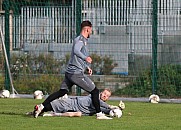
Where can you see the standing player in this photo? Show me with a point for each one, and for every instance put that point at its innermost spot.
(74, 75)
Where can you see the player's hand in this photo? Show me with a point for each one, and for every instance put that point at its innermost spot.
(113, 107)
(89, 71)
(89, 59)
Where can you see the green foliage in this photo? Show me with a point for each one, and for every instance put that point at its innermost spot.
(168, 83)
(1, 82)
(32, 64)
(102, 64)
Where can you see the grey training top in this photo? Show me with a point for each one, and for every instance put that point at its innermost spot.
(82, 104)
(77, 62)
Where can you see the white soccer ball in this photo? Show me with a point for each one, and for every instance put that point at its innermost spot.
(154, 98)
(5, 94)
(38, 94)
(116, 113)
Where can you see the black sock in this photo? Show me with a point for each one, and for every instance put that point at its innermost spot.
(95, 99)
(54, 96)
(48, 107)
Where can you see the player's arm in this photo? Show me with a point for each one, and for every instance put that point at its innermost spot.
(66, 114)
(77, 50)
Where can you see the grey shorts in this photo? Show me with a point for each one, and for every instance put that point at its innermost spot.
(81, 80)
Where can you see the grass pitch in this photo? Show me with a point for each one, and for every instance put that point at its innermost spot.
(136, 116)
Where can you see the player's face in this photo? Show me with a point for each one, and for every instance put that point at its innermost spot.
(89, 31)
(105, 95)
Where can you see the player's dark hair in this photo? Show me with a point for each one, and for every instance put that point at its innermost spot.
(86, 23)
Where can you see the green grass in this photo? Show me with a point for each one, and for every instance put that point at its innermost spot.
(136, 116)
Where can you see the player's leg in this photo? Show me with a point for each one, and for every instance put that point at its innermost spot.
(86, 83)
(63, 90)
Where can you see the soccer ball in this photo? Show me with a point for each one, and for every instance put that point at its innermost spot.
(116, 113)
(38, 94)
(122, 105)
(5, 94)
(154, 98)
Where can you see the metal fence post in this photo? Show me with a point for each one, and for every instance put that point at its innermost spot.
(154, 45)
(7, 42)
(78, 22)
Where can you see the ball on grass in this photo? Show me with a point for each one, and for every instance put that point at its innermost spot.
(38, 94)
(5, 94)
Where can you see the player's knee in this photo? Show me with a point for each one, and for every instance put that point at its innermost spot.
(95, 91)
(63, 92)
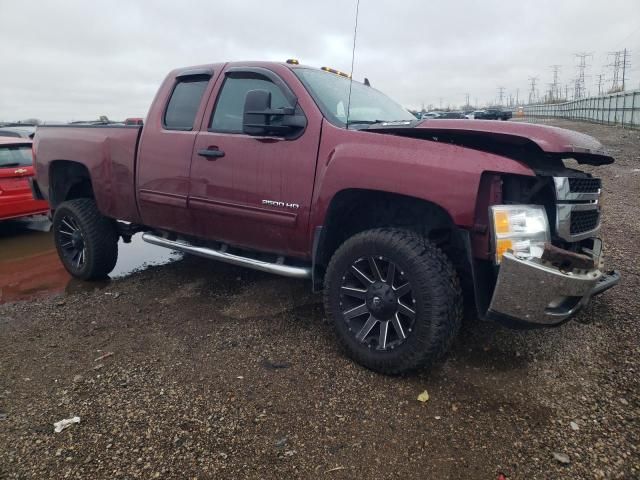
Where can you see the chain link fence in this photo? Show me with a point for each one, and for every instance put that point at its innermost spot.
(614, 109)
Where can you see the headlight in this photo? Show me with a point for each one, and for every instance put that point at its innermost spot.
(523, 229)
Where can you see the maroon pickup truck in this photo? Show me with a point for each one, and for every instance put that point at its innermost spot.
(300, 172)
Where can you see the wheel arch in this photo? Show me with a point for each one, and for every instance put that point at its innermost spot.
(68, 180)
(354, 210)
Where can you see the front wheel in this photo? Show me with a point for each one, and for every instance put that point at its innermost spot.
(87, 241)
(395, 300)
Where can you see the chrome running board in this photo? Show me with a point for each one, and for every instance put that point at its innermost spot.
(278, 267)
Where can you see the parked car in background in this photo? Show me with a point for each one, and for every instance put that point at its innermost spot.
(451, 115)
(16, 199)
(494, 114)
(18, 131)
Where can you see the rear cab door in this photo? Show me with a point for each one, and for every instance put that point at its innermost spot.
(166, 146)
(257, 192)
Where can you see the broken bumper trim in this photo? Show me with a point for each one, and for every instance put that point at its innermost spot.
(531, 294)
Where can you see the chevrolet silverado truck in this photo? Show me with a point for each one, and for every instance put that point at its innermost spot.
(302, 172)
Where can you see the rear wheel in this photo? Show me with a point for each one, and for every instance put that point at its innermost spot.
(87, 241)
(395, 300)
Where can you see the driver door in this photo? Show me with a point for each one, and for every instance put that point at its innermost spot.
(252, 191)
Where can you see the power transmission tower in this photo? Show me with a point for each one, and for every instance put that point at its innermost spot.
(500, 94)
(600, 84)
(582, 66)
(615, 66)
(532, 91)
(625, 65)
(555, 86)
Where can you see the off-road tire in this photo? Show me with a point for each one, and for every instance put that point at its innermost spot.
(99, 235)
(435, 290)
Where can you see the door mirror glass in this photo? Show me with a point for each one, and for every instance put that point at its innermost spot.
(255, 118)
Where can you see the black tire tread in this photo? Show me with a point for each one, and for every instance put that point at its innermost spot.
(99, 232)
(436, 275)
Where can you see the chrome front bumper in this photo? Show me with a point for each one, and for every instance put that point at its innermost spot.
(535, 293)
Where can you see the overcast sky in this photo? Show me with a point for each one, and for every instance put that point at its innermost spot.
(66, 60)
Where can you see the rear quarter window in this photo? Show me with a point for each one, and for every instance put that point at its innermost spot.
(184, 103)
(15, 156)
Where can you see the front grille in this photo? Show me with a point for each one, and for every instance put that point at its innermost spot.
(584, 185)
(584, 221)
(577, 207)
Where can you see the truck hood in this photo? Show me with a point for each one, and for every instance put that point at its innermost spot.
(539, 146)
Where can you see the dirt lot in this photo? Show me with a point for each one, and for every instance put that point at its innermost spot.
(200, 370)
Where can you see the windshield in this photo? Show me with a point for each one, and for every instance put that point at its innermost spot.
(15, 156)
(368, 105)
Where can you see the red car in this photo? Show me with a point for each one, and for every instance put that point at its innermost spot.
(16, 167)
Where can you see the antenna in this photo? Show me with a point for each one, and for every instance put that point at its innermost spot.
(353, 56)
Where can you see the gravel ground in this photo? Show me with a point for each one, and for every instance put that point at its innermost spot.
(201, 370)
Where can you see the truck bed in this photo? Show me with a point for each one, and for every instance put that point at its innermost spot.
(107, 151)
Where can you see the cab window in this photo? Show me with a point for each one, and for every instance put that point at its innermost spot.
(227, 115)
(184, 102)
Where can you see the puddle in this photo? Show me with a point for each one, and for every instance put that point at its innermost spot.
(30, 267)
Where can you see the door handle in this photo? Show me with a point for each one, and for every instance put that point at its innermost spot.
(211, 153)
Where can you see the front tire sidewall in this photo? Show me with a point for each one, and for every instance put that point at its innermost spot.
(97, 234)
(432, 288)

> **WRITTEN EXERCISE**: Write the entries above out again exactly, but not the pictures.

> **FINAL ANSWER**:
Where can you see the standing player in this photo? Show me with a point for each one, and for every instance put that point at its innermost spot.
(74, 75)
Where can you see the player's hand in this photo? Show me with a point for each one, and for every instance put that point at its innermost spot.
(113, 107)
(89, 71)
(89, 59)
Where can you see the green foliage in this photo? Show me with a point for each one, and for every instance put that point at its innermost spot.
(168, 83)
(1, 82)
(32, 64)
(102, 64)
Where can you see the grey training top in this photo? Show me with a point for each one, and for every instance put that point at its innermost spot.
(82, 104)
(77, 62)
Where can you see the white soccer ball in this photo? Show me with a point for each one, and for every instance put that point at its innermost spot.
(154, 98)
(5, 94)
(38, 94)
(116, 113)
Where can you see the black sock in this photo? Show me with a point for each one, and for every instance put that point at its innermost spot.
(95, 99)
(54, 96)
(48, 107)
Where can you see the player's arm in this photo? Show me with a point for each one, and for every instance put that point at its innermost spot.
(66, 114)
(77, 50)
Where can you see the grey shorts in this photo? Show me with a point for each one, and for every instance put that point at its innermost spot.
(81, 80)
Where can you see the grass pitch in this photo? Show me with a point for each one, and for every instance put that point at its innermost spot.
(136, 116)
Where can you see the player's face in this photo? Show me with a point for each one, and for every instance put that point at its innermost spot.
(89, 31)
(105, 95)
Where can you see the player's dark hair in this photo? Show me with a point for each one, and for every instance put that point at its innermost spot.
(86, 23)
Where can you see the green grass in this photo? Show me with a point for each one, and for every instance put that point at its innermost spot.
(136, 116)
Where can you see the player's leg in this photo? Show me with a point for each one, and for every instance put that point at its innermost spot.
(86, 83)
(63, 90)
Where can you see the soccer ball in this photo? Show me with a point for each one, and for every instance put that point at its innermost spot.
(116, 113)
(38, 94)
(122, 105)
(5, 94)
(154, 98)
Where can you see the metal fence post in this photo? Show me with a point for each one, and for every instance put that point at its innermost spot.
(154, 45)
(7, 42)
(78, 22)
Where can you see the ball on grass in this photo? Show me with a point for each one, and for every instance put that point at its innermost spot.
(38, 94)
(5, 94)
Where can you see the player's knee in this photo? Show me with a point for each one, and for every instance put that point at its innermost spot.
(95, 91)
(63, 92)
Where can you see the chain link fence in this photo? Show me with a point for each one, and for every instance put that point at its innermost spot.
(614, 109)
Where can you see the headlight in this photo? Show me with a point for each one, and for every instance put that point at its innermost spot.
(523, 229)
Where can you see the maroon pickup truck in this photo? Show me with a point for each one, and for every instance put that point at its innermost spot.
(300, 172)
Where can you see the wheel arch in this photo? Show me with a point for each one, and for every instance put that point at its innermost spot.
(68, 180)
(354, 210)
Where can you see the front wheel in this photo? Show me with a point for each one, and for every instance put that point at its innermost spot.
(87, 241)
(395, 300)
Where can you see the chrome running board in this photo? Show me with a point for each one, and for every instance put that point at its innermost spot.
(278, 267)
Where can you see the parked car in background in this photo? Show me with a point for each one, and for every instance put that point at its innermost spot.
(451, 115)
(16, 199)
(494, 114)
(18, 131)
Where can you see the rear cab door in this photo? Show me with a point for each one, and for every instance put that point at its innermost spot.
(166, 146)
(257, 192)
Where can you see the broken bumper trim in this photo? Show me with a point for each one, and for every instance put that point at its innermost spot.
(531, 294)
Where can you see the chevrolet silverado truck in this photo? Show me with a point for each one, and for every instance put that point at its innermost spot.
(302, 172)
Where can you see the rear wheel in this photo? Show me with a point for each one, and for every instance put that point at its innermost spot.
(87, 241)
(395, 300)
Where can you see the driver door in this photo? Show me with a point for each one, and for every instance put that point at its innermost spot.
(252, 191)
Where can you see the power transmission tower in this photo? Show me with a point for each one, and for every instance put that point at its innermost spot.
(500, 94)
(600, 84)
(582, 66)
(615, 66)
(532, 91)
(625, 65)
(555, 86)
Where can you see the off-road tire in this photo? Show me with a point for each one, and for every instance put that point at its innermost spot.
(99, 235)
(435, 290)
Where can you see the door mirror glass in this photo? Show me with a point for each one, and for every instance put that point at its innermost spot.
(255, 118)
Where can you see the black tire tread in this photo? Show me with a point for each one, and for every instance put that point at its innermost spot.
(99, 232)
(436, 275)
Where can you see the chrome front bumper in this photo? Show me with a point for each one, and for every instance put that point at its innermost spot.
(535, 293)
Where can you see the overcast sky in this photo? Show me with a point for each one, and for every instance put that point at its innermost spot.
(66, 60)
Where can you see the rear quarter window in this photo? Show me with a point for each one, and for every instance put that point at its innermost spot.
(184, 103)
(15, 156)
Where can you see the front grille in this photo? Show me with a point for each one, and for every instance put that point at its innermost spot.
(584, 185)
(584, 221)
(577, 207)
Where can you see the truck hood in this photo? Show me with a point for each one, and for every instance put that point at its innermost spot.
(539, 146)
Where can you see the dirt lot in this photo? Show me with a point for each one, and for every instance put that point at its innermost spot.
(200, 370)
Where can you see the windshield in this photo? Show me with a point for each one, and for every instance put that point at its innermost spot.
(15, 156)
(368, 105)
Where can you see the red car in this photo? Show me with a point for each one, and for every instance put that point at its innermost spot.
(16, 167)
Where can you see the antenna in this photo? Show me with a point for each one, and for every instance put that point at its innermost spot.
(353, 56)
Where can you see the gravel ground in this photo? Show me with a point for each one, and for every instance put that point at its innermost spot.
(201, 370)
Where can you see the truck bed in this photo? Show me with a point for each one, and for every instance put that point at its innermost spot.
(107, 151)
Where can you see the cab window in this photo? Show me with a point for each one, and for every instance put that point at its innermost spot.
(227, 115)
(184, 102)
Where can you see the puddle in this photo? Show me with a point for each one, and for every instance put that point at its innermost spot.
(30, 267)
Where can you see the door handle in this photo? Show me with a point for each one, and for every instance put that point at its innermost spot.
(211, 153)
Where can you see the front tire sidewall in this photo? Show me with a point for each one, and for every instance put that point at its innermost spot.
(97, 234)
(432, 288)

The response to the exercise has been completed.